**RECORDS FOR THE EXERCISE:**

----------

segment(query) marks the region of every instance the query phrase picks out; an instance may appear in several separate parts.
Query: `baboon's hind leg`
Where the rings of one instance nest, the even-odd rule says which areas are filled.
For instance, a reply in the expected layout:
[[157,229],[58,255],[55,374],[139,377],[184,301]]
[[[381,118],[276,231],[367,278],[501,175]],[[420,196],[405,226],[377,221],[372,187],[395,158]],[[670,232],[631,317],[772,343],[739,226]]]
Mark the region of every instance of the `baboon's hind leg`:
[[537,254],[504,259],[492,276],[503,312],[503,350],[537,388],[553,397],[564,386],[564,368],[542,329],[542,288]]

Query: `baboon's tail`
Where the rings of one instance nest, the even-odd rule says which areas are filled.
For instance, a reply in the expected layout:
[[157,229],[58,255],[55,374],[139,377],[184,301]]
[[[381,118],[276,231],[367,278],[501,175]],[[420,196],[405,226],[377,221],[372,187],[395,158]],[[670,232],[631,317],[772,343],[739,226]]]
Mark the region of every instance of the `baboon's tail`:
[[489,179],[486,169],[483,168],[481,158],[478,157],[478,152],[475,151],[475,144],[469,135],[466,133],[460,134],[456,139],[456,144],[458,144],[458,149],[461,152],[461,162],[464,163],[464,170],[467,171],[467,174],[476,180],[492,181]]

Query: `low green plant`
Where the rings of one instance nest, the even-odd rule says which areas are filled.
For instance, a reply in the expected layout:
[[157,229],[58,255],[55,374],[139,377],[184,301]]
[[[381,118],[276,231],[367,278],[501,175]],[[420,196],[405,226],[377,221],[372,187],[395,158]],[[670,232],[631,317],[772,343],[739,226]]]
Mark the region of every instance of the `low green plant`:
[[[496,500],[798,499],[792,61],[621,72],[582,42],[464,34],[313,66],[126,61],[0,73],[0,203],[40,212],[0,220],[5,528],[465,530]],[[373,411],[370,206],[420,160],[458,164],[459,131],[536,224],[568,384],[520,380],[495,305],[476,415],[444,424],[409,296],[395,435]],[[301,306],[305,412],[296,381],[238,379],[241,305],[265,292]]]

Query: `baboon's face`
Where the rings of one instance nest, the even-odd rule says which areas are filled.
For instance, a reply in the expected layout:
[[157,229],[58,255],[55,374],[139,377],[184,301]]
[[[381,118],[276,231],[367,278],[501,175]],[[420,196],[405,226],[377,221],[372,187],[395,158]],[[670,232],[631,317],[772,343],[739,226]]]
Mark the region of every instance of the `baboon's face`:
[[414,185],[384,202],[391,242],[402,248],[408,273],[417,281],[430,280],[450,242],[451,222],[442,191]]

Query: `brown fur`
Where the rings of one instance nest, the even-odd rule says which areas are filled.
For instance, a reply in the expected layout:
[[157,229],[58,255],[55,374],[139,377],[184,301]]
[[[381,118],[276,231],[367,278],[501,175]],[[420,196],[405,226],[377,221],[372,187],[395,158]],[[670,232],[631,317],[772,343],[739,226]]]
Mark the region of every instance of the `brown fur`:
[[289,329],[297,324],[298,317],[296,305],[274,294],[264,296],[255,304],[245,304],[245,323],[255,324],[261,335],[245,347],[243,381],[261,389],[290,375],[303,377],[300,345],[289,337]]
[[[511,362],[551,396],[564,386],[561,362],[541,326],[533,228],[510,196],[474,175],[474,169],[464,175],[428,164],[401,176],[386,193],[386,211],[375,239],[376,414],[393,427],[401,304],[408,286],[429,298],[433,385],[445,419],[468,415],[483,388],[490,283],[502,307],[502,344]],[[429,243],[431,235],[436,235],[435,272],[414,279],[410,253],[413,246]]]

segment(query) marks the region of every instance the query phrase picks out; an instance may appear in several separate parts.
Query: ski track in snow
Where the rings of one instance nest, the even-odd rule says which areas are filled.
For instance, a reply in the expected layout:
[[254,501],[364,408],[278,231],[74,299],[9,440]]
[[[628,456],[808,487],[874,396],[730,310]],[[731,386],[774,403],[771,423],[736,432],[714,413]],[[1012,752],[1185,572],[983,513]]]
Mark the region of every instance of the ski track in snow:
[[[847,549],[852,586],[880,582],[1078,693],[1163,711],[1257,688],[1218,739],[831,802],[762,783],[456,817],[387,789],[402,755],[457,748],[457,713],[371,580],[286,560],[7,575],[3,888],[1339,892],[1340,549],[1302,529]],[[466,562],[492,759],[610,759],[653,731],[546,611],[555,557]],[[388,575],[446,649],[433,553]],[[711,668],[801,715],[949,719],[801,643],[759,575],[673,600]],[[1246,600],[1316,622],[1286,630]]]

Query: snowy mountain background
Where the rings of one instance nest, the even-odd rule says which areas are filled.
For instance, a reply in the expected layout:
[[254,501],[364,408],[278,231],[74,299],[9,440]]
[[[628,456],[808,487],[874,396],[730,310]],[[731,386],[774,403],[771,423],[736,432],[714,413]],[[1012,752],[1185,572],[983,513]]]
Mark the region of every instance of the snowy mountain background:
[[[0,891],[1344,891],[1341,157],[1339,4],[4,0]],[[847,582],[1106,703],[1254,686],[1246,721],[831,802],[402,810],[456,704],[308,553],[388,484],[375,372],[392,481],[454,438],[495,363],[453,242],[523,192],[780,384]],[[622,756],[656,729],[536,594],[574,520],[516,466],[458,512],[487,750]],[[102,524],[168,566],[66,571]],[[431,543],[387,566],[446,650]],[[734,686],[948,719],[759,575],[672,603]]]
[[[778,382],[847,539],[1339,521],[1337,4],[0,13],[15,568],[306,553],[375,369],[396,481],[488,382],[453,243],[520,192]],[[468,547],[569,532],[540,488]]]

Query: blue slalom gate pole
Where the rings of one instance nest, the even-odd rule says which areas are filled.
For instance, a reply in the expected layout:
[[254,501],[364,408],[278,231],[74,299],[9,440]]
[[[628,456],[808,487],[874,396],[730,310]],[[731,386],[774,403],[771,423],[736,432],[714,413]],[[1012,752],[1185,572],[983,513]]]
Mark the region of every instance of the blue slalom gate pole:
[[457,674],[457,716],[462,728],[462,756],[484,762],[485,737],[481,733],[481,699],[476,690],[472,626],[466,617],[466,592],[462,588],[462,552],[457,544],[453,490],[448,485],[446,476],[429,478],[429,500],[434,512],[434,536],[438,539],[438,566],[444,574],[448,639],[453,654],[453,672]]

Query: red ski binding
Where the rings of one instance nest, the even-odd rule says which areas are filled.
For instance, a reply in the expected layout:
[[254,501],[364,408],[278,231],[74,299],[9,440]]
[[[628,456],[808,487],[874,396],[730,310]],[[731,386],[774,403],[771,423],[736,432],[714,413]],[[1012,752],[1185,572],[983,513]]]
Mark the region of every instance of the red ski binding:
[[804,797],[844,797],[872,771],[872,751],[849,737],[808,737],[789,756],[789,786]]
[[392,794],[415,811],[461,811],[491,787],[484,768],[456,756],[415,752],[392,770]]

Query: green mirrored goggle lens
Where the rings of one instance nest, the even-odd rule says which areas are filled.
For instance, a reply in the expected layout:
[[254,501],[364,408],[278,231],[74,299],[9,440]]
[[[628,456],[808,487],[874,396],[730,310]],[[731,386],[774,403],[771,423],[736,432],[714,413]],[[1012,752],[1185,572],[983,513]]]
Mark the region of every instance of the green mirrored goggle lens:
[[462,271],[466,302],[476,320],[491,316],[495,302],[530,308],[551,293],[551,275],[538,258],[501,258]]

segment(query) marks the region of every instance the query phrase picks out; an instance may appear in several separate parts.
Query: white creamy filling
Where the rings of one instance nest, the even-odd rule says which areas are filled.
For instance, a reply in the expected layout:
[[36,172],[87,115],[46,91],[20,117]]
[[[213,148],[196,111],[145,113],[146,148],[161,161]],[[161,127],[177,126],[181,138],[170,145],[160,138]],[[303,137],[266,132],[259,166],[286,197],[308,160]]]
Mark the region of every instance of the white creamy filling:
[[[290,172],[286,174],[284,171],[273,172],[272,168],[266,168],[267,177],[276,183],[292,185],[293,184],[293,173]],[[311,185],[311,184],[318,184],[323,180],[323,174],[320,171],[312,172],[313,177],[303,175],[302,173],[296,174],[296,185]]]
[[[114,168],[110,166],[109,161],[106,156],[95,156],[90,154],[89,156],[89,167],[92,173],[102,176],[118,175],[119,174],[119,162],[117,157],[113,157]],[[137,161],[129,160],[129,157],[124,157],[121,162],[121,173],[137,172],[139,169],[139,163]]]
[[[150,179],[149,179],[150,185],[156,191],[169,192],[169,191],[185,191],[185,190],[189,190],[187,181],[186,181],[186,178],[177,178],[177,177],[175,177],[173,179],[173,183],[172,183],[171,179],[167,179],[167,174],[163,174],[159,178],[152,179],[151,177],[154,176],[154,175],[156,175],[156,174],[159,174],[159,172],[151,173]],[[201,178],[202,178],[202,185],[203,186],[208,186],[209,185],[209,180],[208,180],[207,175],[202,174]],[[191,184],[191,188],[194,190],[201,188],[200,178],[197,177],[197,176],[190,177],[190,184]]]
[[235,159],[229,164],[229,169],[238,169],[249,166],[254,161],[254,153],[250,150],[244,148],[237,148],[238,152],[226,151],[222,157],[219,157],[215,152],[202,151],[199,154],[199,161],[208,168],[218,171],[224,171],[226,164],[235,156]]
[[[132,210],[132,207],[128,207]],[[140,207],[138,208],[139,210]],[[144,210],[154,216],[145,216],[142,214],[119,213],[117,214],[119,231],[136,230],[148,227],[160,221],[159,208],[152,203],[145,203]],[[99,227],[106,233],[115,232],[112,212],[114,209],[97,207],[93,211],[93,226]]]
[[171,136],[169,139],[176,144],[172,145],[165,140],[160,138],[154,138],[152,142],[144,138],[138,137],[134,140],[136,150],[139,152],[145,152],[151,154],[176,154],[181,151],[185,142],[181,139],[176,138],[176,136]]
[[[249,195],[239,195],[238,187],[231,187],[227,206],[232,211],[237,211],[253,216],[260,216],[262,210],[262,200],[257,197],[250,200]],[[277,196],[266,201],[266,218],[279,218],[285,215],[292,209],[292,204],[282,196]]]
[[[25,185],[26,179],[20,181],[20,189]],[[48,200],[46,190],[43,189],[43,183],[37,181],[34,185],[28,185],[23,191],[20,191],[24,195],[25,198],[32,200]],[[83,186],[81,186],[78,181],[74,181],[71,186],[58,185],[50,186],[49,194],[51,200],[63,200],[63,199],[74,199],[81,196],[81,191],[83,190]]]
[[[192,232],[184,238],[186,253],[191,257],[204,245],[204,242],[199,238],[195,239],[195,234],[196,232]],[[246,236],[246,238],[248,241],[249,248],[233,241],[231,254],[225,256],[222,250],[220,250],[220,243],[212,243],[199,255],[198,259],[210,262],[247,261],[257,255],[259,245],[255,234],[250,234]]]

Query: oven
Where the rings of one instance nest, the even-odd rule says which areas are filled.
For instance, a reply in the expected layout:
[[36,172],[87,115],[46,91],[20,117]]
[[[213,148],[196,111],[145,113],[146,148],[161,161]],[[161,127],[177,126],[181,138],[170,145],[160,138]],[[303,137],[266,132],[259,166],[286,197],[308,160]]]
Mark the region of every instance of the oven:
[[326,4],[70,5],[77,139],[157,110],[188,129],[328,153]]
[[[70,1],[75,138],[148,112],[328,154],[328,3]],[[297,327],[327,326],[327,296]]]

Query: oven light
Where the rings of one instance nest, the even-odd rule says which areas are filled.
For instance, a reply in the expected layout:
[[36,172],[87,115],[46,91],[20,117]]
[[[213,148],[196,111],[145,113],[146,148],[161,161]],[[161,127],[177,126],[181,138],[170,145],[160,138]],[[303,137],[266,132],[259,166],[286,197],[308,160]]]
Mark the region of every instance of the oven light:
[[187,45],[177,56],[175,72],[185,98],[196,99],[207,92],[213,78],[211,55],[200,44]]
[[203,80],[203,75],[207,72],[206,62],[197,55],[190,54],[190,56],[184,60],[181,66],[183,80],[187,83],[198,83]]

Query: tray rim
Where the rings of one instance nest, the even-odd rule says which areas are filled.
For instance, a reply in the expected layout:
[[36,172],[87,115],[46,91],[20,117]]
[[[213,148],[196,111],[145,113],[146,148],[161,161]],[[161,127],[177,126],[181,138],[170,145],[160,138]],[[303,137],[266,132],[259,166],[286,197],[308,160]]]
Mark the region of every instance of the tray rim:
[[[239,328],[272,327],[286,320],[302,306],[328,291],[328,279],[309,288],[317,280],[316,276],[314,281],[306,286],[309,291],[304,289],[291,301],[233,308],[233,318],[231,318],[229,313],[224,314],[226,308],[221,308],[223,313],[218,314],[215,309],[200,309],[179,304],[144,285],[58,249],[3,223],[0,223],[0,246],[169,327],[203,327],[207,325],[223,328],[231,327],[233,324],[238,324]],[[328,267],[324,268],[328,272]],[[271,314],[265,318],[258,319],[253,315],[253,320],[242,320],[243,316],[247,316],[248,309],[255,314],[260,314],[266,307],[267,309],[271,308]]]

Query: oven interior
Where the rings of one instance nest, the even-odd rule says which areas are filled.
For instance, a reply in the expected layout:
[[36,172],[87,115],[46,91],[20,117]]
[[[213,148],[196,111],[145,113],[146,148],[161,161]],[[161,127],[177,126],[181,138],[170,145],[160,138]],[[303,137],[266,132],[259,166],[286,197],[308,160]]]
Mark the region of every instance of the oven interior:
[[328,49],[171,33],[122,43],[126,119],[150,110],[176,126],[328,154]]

----------

**PROBLEM TO WORK ON:** Copy, unchanged, the lines starting at the one that contains "Query: oven interior" and ending with the last line of the entries.

**SOLUTION TO THE PROBLEM:**
Query: oven interior
Where the rings of one instance nest, the even-odd rule says which areas are filled.
For instance, a reply in the expected layout:
[[36,172],[87,115],[46,91],[20,117]]
[[[213,148],[196,111],[145,113],[146,148],[161,161]],[[161,127],[177,126],[181,138],[170,145],[160,138]],[[303,137],[266,132],[259,166],[286,197],[308,160]]]
Mark the region of every instance of the oven interior:
[[328,49],[171,33],[122,43],[126,119],[150,110],[176,126],[328,154]]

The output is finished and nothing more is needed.